## Start SOURCE PASSAGE

It’s a bright spring morning, and I’m stuck in stalemate. My taxi is refusing to budge, and neither is the red-faced man in front of us, waving his arms out of his Toyota window. The two cars are nose to nose on a single-lane country road which was never meant for more traffic than one man and a few sheep. Lined by dry-stone walls, there’s little room for manoeuvre. So I sit and wait until one of them relents, and reverses back up the winding road to a lay-by.
It’s the final leg of a journey which started at 5:45 in London. Two trains, one bacon sandwich and a strong coffee later, and I’m almost at the AGA factory outside Telford – in the Ironbridge Gorge – the birthplace of Britain’s Industrial Revolution.
After a lengthy reverse we’re moving forward again. And as we wiggle into the village of Coalbrookdale signs of its industrial heritage crop up on every street corner: cast iron guttering, cast iron gates, even cast iron curb stones. We drive past workers’ cottages, down Carpenter’s Row and past the Foundry Master’s house, which is now a B&B.
It’s easy to picture Coalbrookdale in its late-eighteenth century heyday. It’s still all grey stone and iron. No red brick and chrome. But back then the quiet Shropshire village was buzzing with 4,000 factory employees and their families. The churches and chapels which stretch up the hill indicate the different denominations of workers who came from far and wide to the industrial hub.
Coalbrookdale has attracted iron workers for centuries thanks to its wealth natural resources: iron ore, coal and water from the nearby Severn. In the early 1700s local industrialist Abraham Darby I became the first person to smelt iron using coke (dried-out coal), which created a drier burn without bubbles, and made a far higher quality iron than anything anyone had seen before. Darby I rebuilt Coalbrookdale Foundry, and started churning out cast iron cooking pots which was, at the time, a complete revelation. Before then, the rich owned expensive brass pans, while the poor used terracotta or clay pots which broke very easily. The cookware was an huge success and allowed Darby I to embark upon more ambitious projects.
The foundry diversified into railway tracks, and then the world-famous Iron Bridge. It made the gates for Hyde Park, and embraced the Art Deco period with cast iron deerhound-leg-tables and intricate ivy and lily-patterned chairs. During WWI Coalbrookdale foundry made aeroplane parts and bombs. But it’s what happened in the factory after the war which has brought me north. In 1929 the AGA arrived in Britain.
AGA isn’t without its own fascinating history too. The iconic oven was invented by Nobel Prize-winning scientist Dr Gustaf Dalén. After being blinded during an explosion in his laboratory he started spending more time at home, and was astounded how his wife and maid were tied to the oven, struggling to regulate its temperature. In a bid to free them both of domestic drudgery he set about inventing an oven which held its temperature more consistently, and so the AGA was born.
Over the years the design has evolved, but the unique concept stays the same. In an AGA, the food is cooked using radiant heat from the cast iron casings, rather than hot air which is the method employed by today’s fan ovens. An AGA might be fueled by gas or oil, or electricity. Whatever the source, it heats the metal, which holds its temperature and indirectly cooks the food.
The concept is straightforward. But as I am guided round the factory, I realise that the actual assembly of an AGA is anything but simple. The tour starts in the pattern room where a team of draftsmen are at work – all omnigrid rulers and nubs of pencils sharpened with craft knives. An AGA is essentially built like meccano, meaning that every component has to be carefully designed to slot into place. “Every 42 mm there’s an extra 1mm added to take into consideration the contraction of the cast iron,” one of the guys explains.

## End SOURCE PASSAGE
## Start EXCERPTED DATA

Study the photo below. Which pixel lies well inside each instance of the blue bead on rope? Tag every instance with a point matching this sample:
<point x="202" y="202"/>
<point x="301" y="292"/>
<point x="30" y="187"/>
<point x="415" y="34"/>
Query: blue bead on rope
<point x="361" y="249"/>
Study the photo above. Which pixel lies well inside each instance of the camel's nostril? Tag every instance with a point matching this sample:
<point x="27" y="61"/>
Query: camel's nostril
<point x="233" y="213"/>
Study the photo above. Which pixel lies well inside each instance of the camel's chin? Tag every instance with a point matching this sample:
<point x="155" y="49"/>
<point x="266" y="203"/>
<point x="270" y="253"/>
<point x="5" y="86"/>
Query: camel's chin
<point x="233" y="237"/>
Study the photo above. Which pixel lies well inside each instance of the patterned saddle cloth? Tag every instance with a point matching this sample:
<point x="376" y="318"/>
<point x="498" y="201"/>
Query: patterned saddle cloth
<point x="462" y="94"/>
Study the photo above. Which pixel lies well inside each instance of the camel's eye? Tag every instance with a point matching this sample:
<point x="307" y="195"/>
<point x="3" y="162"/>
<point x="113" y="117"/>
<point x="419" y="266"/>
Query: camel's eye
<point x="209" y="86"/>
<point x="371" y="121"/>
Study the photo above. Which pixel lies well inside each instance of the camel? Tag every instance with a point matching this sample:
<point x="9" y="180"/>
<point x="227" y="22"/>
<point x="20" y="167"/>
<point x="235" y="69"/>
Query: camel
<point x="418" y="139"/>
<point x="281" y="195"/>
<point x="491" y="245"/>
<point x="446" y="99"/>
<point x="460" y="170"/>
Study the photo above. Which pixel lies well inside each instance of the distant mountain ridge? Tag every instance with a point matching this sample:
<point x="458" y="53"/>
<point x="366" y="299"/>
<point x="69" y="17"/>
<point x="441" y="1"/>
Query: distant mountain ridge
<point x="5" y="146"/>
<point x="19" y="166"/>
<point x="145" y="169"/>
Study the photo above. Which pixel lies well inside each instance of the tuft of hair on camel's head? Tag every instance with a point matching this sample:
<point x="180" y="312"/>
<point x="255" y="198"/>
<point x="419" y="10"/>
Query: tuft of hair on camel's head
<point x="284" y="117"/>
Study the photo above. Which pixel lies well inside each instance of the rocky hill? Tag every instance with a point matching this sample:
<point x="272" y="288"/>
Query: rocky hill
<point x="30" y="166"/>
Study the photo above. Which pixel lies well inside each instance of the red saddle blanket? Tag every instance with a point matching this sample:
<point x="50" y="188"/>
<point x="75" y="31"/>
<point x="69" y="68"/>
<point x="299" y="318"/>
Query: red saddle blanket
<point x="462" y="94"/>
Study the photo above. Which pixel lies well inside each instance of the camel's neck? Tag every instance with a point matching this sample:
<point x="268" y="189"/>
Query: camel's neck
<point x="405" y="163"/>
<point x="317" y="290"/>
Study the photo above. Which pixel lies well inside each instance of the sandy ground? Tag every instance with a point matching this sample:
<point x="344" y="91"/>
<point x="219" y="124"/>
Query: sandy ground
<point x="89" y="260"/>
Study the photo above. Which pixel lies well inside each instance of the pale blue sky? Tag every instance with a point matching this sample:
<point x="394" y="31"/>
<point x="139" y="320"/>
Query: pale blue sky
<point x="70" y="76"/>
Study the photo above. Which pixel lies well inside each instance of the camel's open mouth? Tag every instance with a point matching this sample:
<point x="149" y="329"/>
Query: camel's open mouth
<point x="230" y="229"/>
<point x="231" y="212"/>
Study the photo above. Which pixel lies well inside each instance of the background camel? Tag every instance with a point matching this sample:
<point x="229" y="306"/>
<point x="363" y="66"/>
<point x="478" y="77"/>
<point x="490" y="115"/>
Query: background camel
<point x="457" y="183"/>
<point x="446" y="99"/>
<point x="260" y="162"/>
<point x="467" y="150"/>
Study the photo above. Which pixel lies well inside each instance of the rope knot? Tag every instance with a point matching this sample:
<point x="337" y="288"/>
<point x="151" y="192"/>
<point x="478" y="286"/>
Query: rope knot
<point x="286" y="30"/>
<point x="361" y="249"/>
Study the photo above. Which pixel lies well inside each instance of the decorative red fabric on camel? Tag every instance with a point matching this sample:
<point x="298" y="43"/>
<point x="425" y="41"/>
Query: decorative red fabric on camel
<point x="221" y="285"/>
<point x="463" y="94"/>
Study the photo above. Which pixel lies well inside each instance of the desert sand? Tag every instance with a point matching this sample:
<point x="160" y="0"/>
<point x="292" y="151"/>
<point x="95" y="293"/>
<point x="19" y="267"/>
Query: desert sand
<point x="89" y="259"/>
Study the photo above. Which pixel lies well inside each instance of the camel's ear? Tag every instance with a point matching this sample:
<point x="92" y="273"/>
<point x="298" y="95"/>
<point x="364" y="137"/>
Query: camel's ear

## End EXCERPTED DATA

-- SET OF TASKS --
1 – Duplicate the Coalbrookdale passage word for word, starting with "It’s easy to" and going on through "the industrial hub.".
2 – In the Coalbrookdale passage, who invented the AGA oven?

-- ANSWERS FOR THIS EXERCISE --
1 –
It’s easy to picture Coalbrookdale in its late-eighteenth century heyday. It’s still all grey stone and iron. No red brick and chrome. But back then the quiet Shropshire village was buzzing with 4,000 factory employees and their families. The churches and chapels which stretch up the hill indicate the different denominations of workers who came from far and wide to the industrial hub.

2 – Dr Gustaf Dalén, a Nobel Prize-winning scientist.